EXTRACTED DATA:

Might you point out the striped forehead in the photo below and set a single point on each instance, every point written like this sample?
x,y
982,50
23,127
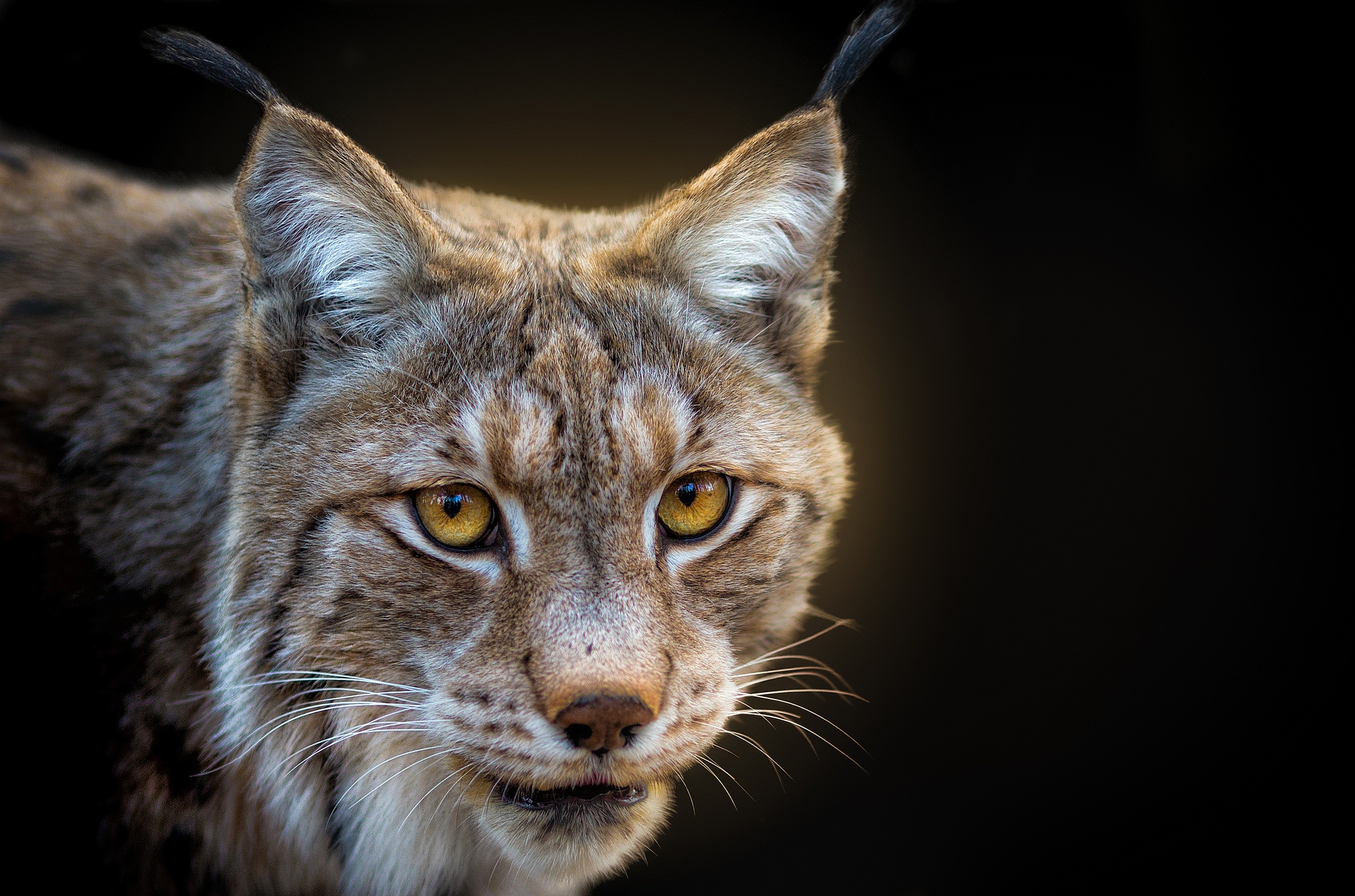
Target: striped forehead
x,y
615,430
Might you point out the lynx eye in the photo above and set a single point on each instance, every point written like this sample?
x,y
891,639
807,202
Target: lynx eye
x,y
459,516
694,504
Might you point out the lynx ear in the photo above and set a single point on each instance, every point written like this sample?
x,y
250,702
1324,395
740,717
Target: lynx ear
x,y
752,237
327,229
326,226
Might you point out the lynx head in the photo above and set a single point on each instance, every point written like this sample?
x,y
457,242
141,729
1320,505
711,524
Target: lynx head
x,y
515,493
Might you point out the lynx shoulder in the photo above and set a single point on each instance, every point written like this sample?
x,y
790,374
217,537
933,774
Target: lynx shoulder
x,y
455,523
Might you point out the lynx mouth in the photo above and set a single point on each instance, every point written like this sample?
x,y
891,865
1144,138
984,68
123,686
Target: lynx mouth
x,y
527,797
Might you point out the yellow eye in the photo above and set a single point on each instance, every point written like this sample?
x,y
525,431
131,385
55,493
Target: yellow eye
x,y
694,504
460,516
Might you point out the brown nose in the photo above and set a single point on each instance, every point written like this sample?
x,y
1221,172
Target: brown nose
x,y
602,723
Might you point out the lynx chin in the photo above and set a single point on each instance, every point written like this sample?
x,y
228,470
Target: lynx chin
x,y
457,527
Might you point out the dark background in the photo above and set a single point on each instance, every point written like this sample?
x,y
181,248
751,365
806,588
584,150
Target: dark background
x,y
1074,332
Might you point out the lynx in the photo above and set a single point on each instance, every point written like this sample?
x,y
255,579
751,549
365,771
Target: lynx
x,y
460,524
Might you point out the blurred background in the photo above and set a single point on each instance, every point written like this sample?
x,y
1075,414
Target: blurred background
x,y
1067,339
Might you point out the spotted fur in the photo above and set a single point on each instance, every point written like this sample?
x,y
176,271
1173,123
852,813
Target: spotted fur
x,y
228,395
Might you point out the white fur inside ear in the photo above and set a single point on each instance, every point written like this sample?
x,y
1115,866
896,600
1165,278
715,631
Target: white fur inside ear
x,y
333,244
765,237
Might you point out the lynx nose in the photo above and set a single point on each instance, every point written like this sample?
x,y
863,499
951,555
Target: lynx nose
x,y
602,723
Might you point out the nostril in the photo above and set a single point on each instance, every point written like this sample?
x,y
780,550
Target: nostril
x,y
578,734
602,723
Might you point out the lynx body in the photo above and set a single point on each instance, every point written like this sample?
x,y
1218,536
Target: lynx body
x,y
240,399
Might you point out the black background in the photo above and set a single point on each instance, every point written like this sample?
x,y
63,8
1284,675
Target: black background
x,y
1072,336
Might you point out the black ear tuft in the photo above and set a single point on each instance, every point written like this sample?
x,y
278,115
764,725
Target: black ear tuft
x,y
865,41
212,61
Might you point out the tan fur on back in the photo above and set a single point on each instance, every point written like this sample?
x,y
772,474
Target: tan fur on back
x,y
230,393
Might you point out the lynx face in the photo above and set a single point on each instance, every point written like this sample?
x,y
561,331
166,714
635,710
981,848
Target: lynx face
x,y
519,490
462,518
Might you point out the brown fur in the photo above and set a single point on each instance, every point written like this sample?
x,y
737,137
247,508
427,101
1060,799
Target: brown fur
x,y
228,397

* * *

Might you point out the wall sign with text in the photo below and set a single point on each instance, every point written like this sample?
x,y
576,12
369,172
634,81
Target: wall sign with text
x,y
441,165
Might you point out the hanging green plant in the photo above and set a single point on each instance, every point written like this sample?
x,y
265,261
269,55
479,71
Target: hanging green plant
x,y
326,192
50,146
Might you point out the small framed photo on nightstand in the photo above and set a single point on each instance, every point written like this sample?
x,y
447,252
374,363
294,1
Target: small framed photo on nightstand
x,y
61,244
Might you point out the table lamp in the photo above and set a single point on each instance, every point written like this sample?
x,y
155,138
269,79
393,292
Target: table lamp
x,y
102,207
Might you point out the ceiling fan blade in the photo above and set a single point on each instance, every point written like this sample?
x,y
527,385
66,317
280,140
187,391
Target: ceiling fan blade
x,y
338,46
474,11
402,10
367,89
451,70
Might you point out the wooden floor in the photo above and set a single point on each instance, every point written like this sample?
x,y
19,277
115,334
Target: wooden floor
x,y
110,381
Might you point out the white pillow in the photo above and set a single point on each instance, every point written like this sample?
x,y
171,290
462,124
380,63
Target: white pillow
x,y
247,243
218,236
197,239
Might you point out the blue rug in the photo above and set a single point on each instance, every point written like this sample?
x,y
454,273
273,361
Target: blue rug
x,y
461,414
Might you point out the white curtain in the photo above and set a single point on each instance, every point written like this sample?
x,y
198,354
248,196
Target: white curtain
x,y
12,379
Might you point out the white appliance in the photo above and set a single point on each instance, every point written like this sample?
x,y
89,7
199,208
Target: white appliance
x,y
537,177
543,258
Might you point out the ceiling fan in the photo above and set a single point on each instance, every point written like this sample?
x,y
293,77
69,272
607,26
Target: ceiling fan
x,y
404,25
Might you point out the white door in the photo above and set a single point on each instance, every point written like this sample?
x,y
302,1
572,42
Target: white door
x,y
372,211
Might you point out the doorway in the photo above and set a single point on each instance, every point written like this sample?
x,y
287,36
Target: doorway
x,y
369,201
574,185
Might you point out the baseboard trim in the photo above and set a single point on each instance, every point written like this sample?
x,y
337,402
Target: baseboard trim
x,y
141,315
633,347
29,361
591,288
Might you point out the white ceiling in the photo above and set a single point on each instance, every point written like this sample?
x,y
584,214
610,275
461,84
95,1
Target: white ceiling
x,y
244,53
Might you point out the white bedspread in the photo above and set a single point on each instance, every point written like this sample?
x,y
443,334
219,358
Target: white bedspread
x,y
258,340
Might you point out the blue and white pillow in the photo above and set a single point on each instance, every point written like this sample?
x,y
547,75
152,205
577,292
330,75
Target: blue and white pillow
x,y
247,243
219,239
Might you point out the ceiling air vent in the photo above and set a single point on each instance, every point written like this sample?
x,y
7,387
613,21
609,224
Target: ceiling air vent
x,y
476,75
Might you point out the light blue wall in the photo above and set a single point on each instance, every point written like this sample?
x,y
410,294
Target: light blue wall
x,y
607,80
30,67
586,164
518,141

EXERCISE GOAL:
Which lines above include "below"? Show each of them by copying it.

YOUR SOLUTION:
Might you point out the striped forehead in the photo below and set a single point on each instance, every point written like this sample?
Might you point out the wall sign with text in the photo below and set a single point on each instance, every point written like this sample?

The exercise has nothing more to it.